→ **EXERCISE GOAL**: Reply with nothing but how many lines in the entries below include "fence".

→ **EXTRACTED MATERIAL**:
=== Section Start ===

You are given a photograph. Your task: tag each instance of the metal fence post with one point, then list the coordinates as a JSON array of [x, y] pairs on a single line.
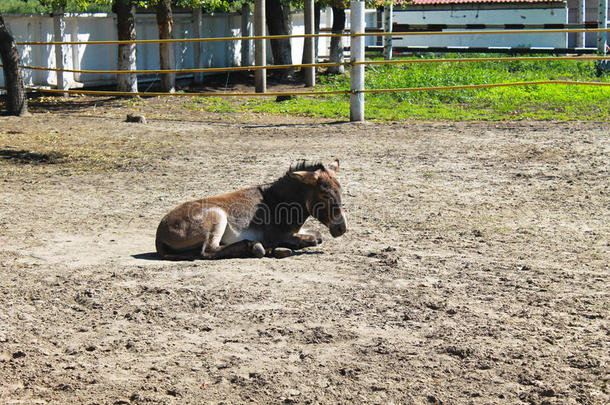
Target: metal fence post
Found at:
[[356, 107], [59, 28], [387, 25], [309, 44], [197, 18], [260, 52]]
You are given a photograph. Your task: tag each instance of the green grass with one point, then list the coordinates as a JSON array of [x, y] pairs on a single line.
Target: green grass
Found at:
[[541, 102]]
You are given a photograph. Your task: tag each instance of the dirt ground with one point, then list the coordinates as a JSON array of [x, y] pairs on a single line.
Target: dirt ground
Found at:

=== Section End ===
=== Section Start ===

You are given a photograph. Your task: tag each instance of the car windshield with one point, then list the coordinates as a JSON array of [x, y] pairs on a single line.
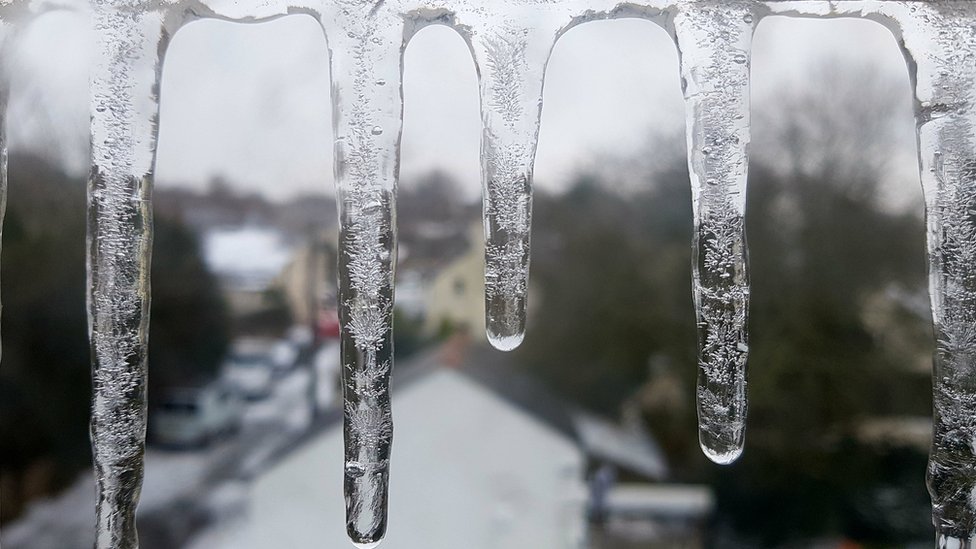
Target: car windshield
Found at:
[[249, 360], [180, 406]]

=== Section End ===

→ **SOLUTION**: 2